## Written task
Reproduce all the material exactly, minus any pictures it holds.

::::

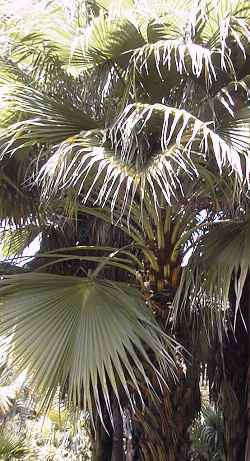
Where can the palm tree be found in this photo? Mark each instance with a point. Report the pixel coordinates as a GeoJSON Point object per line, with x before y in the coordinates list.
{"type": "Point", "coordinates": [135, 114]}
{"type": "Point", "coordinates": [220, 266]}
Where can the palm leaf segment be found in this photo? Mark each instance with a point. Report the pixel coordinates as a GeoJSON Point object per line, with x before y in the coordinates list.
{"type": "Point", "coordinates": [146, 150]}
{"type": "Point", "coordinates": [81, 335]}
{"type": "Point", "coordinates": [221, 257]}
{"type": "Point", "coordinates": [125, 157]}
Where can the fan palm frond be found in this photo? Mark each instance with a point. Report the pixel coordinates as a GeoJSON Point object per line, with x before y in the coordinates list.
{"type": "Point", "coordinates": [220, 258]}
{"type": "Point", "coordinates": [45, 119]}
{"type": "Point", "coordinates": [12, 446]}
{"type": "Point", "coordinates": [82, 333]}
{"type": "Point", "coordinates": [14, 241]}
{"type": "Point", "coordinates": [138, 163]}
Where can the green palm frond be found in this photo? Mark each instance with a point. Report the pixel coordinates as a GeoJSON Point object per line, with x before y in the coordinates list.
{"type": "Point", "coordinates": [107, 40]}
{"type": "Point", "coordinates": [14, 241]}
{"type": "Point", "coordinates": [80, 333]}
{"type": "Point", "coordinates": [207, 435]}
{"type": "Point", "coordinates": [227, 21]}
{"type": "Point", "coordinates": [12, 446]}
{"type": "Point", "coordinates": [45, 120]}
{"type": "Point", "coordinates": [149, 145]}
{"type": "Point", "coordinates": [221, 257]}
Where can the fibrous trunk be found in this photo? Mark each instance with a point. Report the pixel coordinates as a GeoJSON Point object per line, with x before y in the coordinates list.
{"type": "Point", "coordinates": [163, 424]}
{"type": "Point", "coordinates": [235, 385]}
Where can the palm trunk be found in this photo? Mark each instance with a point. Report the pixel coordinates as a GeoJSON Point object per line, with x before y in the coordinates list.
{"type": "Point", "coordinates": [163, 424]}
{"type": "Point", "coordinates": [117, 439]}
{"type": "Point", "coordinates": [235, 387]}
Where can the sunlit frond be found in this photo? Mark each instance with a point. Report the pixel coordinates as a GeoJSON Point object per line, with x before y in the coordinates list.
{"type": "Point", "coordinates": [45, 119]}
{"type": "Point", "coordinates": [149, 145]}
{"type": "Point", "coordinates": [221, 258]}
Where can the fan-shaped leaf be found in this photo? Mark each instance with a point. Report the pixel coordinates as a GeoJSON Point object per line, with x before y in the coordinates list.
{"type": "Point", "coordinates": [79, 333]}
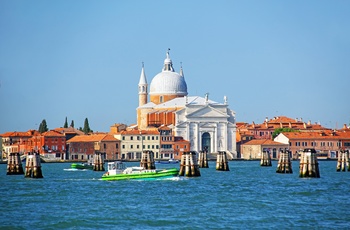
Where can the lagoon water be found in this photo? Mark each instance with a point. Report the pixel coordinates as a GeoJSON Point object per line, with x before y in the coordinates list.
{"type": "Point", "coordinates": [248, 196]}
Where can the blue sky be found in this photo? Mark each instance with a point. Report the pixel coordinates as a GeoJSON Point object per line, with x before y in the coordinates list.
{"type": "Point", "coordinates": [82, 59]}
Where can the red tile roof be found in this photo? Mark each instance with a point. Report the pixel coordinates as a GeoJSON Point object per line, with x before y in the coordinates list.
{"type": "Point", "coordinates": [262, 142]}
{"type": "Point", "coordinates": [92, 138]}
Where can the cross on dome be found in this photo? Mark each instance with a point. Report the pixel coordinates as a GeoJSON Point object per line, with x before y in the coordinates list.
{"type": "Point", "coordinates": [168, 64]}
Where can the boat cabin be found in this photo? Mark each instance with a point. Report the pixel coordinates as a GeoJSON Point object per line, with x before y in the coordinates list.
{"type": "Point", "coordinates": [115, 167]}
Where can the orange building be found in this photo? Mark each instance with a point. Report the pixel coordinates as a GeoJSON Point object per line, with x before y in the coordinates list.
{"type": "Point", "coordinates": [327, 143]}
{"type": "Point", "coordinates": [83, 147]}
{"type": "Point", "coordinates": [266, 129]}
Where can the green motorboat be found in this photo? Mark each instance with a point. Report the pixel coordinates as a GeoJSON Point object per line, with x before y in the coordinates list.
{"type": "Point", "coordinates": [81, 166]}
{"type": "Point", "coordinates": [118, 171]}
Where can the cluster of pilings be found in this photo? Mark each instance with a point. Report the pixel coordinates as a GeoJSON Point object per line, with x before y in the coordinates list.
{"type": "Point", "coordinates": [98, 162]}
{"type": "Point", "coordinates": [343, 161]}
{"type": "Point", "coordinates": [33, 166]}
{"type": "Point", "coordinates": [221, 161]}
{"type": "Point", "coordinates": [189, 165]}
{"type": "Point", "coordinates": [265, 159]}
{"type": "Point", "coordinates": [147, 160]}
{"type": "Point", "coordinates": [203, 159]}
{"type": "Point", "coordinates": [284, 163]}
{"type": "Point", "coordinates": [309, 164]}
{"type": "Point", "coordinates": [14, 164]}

::::

## Answer to this exercise
Where can the palm tree be found in this photo? Mark each instance with a point. Report the pixel coordinates as a GeoJSON Point object per line, with x before y in the coordinates list.
{"type": "Point", "coordinates": [135, 114]}
{"type": "Point", "coordinates": [220, 266]}
Where can the palm leaf segment be found in this photo? Mark each instance with a point. Report the pixel coordinates as a GeoJSON Point object per line, with x before y in the coordinates list.
{"type": "Point", "coordinates": [146, 150]}
{"type": "Point", "coordinates": [81, 335]}
{"type": "Point", "coordinates": [221, 257]}
{"type": "Point", "coordinates": [125, 157]}
Where can the fan palm frond be found in this photo? Mark each instance with a point. Report the pixel coordinates as a GeoJSON Point object per line, with x before y in the coordinates list.
{"type": "Point", "coordinates": [220, 258]}
{"type": "Point", "coordinates": [45, 119]}
{"type": "Point", "coordinates": [12, 446]}
{"type": "Point", "coordinates": [82, 333]}
{"type": "Point", "coordinates": [14, 241]}
{"type": "Point", "coordinates": [138, 163]}
Where can the green palm frond be found in this photo? Mark each instance with a point. Report the pixel coordinates as a GeoJSON Point object per line, with x before y in the coordinates list.
{"type": "Point", "coordinates": [107, 40]}
{"type": "Point", "coordinates": [14, 241]}
{"type": "Point", "coordinates": [80, 333]}
{"type": "Point", "coordinates": [207, 435]}
{"type": "Point", "coordinates": [227, 21]}
{"type": "Point", "coordinates": [12, 446]}
{"type": "Point", "coordinates": [45, 120]}
{"type": "Point", "coordinates": [149, 145]}
{"type": "Point", "coordinates": [221, 257]}
Where can the fibrous trunk be found in this photo? Mark each instance with a point. Report the pixel coordinates as a GeoJSON Point object per line, with x before y in the coordinates list.
{"type": "Point", "coordinates": [163, 424]}
{"type": "Point", "coordinates": [235, 385]}
Where can the palm trunk be found in this photo? Mark each instance with a point. Report the pixel coordinates as a GeoJSON Point object per line, with x before y in the coordinates list.
{"type": "Point", "coordinates": [163, 424]}
{"type": "Point", "coordinates": [117, 439]}
{"type": "Point", "coordinates": [235, 387]}
Where can the sunlit frond be found in this photo? Mark each instance with a point. Report the pixel coordinates as a GeoJSON Point object per line, with x before y in the coordinates list.
{"type": "Point", "coordinates": [45, 119]}
{"type": "Point", "coordinates": [149, 145]}
{"type": "Point", "coordinates": [221, 258]}
Where can the fan-shaped leaf be found in this photo? Mark each instance with a point. Report the pixel coordinates as a GeoJSON Point object per line, with x before y in the coordinates list.
{"type": "Point", "coordinates": [79, 333]}
Where can the lagoon water be found in this photo? Mark each instance with a point. Report the pixel coordinates as a GeoJSON Point object per line, with x before y in the coordinates list.
{"type": "Point", "coordinates": [248, 196]}
Where can the blue sky be found in this photo? Mark each instance with a point. Report the pixel coordinates as a GeoJSON Point object per line, with x before y in the coordinates list.
{"type": "Point", "coordinates": [82, 59]}
Where can the red tile roof be found in this photo? Mark each instance with a point. Report the pixel coordinates as a GeoJSON Point object per line, with x before y in the coordinates list.
{"type": "Point", "coordinates": [262, 142]}
{"type": "Point", "coordinates": [92, 138]}
Where can the cross on dome be found in this photo? Mark each instance with a point. Report the pixel coordinates as a GeoJSON Point object per line, with x before y in the coordinates list.
{"type": "Point", "coordinates": [168, 64]}
Where can the boat cabin be found in this photo? Mark each instance with a point. Report the pixel coordinates as a GeoJSON Point object per line, with x before y in the coordinates list.
{"type": "Point", "coordinates": [115, 167]}
Where can the orange building be found in this photo? Mark each instance with a point. Report the pixel coordinates as a GeoJSON Point object per line, with x before y in the coordinates list.
{"type": "Point", "coordinates": [327, 143]}
{"type": "Point", "coordinates": [83, 147]}
{"type": "Point", "coordinates": [266, 129]}
Where can the green motorboat be found in this photo? Mark each instance with a point. Report the pixel coordinates as a GeoJSON Point object per line, with x before y in the coordinates list.
{"type": "Point", "coordinates": [81, 166]}
{"type": "Point", "coordinates": [118, 171]}
Where can the cluster of pilings be found in this photo? Mark each instance with a point. Report the pixel coordinates as a GeoJSON Point object per line, with x before y in the coordinates list.
{"type": "Point", "coordinates": [98, 162]}
{"type": "Point", "coordinates": [343, 161]}
{"type": "Point", "coordinates": [33, 166]}
{"type": "Point", "coordinates": [221, 161]}
{"type": "Point", "coordinates": [189, 165]}
{"type": "Point", "coordinates": [265, 159]}
{"type": "Point", "coordinates": [147, 160]}
{"type": "Point", "coordinates": [203, 159]}
{"type": "Point", "coordinates": [284, 163]}
{"type": "Point", "coordinates": [309, 164]}
{"type": "Point", "coordinates": [14, 164]}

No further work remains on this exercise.